*Assignment 1*.
Answer these questions using the commentary on the FBI and the CIA:
(a) What does the commentary say the Bureau is now, as it has always been?
(b) Which event in Vietnam in 1968 does it say the CIA could not predict?
(c) Roughly how many people does it say were murdered by Phoenix hit teams?
*Assignment 2*.
Extend the commentary on the FBI and the CIA past its final sentence.

*Extract provided*.
╭──

To be fair once again, if the Bureau functions as at best a carnival of clowns where its "domestic security responsibilities" are concerned, this is because – regardless of official hype – it has none. It is now, as it's always been, the national political police force, an instrument created and perfected to ensure that all Americans, not just the consenting mass, are "free" to do exactly as they're told.

 

The FBI and "cooperating agencies" can be thus relied upon to set about "protecting freedom" by destroying whatever rights and liberties were left to U.S. citizens before September 11 (in fact, they've already received authorization to begin). Sheeplike, the great majority of Americans can also be counted upon to bleat their approval, at least in the short run, believing as they always do that the nasty implications of what they're doing will pertain only to others.

 

Oh Yeah, and "The Company," Too

A possibly even sicker joke is the notion, suddenly in vogue, that the CIA will be able to pinpoint "terrorist threats," "rooting out their infrastructure" where it exists and/or "terminating" it before it can materialize, if only it's allowed to beef up its "human intelligence gathering capacity" in an unrestrained manner (including full-bore operations inside the US, of course).

 

Yeah. Right.

 

Since America has a collective attention-span of about 15 minutes, a little refresher seems in order: "The Company" had something like a quarter-million people serving as "intelligence assets" by feeding it information in Vietnam in 1968, and it couldn't even predict the Tet Offensive. God knows how many spies it was fielding against the USSR at the height of Ronald Reagan's version of the Cold War, and it was still caught flatfooted by the collapse of the Soviet Union. As to destroying "terrorist infrastructures," one would do well to remember Operation Phoenix, another product of its open season in Vietnam. In that one, the CIA enlisted elite US units like the Navy Seals and Army Special Forces, as well as those of friendly countries – the south Vietnamese Rangers, for example, and Australian SAS – to run around "neutralizing" folks targeted by The Company's legion of snitches as "guerrillas" (as those now known as "terrorists" were then called).

 

Sound familiar?

 

Upwards of 40,000 people – mostly bystanders, as it turns out – were murdered by Phoenix hit teams before the guerrillas, stronger than ever, ran the US and its collaborators out of their country altogether. And these are the guys who are gonna save the day, if unleashed to do their thing in North America?

 

The net impact of all this "counterterrorism" activity upon the combat teams' ability to do what they came to do, of course, will be nil.

╰──

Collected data
╭──

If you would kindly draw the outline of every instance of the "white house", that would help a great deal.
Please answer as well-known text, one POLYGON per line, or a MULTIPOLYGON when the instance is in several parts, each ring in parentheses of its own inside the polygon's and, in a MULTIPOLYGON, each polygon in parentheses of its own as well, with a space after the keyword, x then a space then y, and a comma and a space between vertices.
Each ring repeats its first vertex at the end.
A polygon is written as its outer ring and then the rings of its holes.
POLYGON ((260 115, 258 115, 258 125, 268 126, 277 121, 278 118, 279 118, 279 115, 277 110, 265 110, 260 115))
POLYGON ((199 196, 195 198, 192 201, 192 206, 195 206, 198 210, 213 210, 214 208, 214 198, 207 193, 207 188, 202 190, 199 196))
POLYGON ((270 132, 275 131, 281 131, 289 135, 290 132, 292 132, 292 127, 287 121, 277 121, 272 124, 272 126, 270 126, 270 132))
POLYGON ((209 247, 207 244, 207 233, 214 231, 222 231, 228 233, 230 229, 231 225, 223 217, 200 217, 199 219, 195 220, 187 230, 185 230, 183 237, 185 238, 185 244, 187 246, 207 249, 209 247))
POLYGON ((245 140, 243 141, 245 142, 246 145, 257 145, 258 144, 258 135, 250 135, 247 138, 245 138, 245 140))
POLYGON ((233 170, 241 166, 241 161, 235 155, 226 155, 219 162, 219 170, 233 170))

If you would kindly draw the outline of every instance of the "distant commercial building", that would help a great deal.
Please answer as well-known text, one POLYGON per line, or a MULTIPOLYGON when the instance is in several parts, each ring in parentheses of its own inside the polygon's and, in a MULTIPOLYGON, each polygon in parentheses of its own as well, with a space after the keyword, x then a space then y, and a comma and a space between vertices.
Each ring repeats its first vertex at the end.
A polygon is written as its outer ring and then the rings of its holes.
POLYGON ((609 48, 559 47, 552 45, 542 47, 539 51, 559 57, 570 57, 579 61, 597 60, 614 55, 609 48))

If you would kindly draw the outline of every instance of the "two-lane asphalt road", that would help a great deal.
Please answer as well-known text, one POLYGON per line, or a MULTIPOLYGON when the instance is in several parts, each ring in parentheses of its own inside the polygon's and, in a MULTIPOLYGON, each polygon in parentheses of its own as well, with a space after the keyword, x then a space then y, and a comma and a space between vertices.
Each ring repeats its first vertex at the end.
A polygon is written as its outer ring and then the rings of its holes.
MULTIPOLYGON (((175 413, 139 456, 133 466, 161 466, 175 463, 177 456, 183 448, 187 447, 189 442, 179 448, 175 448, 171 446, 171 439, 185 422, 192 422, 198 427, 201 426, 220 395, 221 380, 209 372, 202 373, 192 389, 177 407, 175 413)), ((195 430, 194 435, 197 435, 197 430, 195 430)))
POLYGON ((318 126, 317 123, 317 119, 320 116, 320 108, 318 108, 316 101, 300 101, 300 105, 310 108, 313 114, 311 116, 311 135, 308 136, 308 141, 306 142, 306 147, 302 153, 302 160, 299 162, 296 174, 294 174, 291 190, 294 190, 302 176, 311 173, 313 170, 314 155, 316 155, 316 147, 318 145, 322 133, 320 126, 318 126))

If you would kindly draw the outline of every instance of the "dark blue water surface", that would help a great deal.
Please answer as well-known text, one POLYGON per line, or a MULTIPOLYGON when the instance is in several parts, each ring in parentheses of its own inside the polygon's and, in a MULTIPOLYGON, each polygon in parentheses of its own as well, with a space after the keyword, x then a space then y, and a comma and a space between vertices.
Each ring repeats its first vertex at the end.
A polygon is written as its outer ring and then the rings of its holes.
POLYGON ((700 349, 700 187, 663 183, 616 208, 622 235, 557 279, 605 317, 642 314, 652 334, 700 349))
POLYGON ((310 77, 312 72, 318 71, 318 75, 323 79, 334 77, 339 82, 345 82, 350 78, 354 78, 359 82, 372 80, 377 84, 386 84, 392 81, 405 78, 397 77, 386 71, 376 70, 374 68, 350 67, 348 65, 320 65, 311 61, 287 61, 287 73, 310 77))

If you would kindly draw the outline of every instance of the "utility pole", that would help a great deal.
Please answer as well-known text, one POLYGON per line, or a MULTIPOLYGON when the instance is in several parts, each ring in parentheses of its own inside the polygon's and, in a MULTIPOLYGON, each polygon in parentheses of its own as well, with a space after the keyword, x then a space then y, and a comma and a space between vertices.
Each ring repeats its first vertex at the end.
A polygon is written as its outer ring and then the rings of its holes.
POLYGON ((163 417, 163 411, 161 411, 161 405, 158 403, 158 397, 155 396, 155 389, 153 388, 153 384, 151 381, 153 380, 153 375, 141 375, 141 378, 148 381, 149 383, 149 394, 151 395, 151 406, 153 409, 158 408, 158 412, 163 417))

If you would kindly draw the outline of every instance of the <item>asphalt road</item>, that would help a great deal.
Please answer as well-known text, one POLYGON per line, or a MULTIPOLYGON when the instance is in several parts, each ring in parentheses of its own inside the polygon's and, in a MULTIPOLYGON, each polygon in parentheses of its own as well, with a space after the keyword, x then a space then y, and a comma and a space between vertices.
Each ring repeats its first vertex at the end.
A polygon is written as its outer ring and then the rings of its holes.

╰──

*Your response 1*.
(a) The national political police force.
(b) The Tet Offensive.
(c) Upwards of 40,000, mostly bystanders.

*Your response 2*.
 

Instead, it's likely to make it easier for them to operate (it's worked that way in places like Northern Ireland). And, since denying Americans the luxury of reaping the benefits of genocide in comfort was self-evidently a key objective of the WTC/Pentagon assaults, it can be stated unequivocally that a more overt display of the police state mentality already pervading this country simply confirms the magnitude of their victory.

 

On Matters of Proportion and Intent

As things stand, including the 1993 detonation at the WTC, "Arab terrorists" have responded to the massive and sustained American terror bombing of Iraq with a total of four assaults by explosives inside the US. That's about 1% of the 50,000 bombs the Pentagon announced were rained on Baghdad alone during the Gulf War (add in Oklahoma City and you'll get something nearer an actual 1%).

 

They've managed in the process to kill about 5,000 Americans, or roughly 1% of the dead Iraqi children (the percentage is far smaller if you factor in the killing of adult Iraqi civilians, not to mention troops butchered as/after they'd surrendered and/or after the "war-ending" ceasefire had been announced).

 

In terms undoubtedly more meaningful to the property/profit-minded American mainstream, they've knocked down a half-dozen buildings – albeit some very well-chosen ones – as opposed to the "strategic devastation" visited upon the whole of Iraq, and punched a $100 billion hole in the earnings outlook of major corporate shareholders, as opposed to the U.S. obliteration of Iraq's entire economy.

 

With that, they've given Americans a tiny dose of their own medicine.. This might be seen as merely a matter of "vengeance" or "retribution," and, unquestionably, America has earned it, even if it were to add up only to something so ultimately petty.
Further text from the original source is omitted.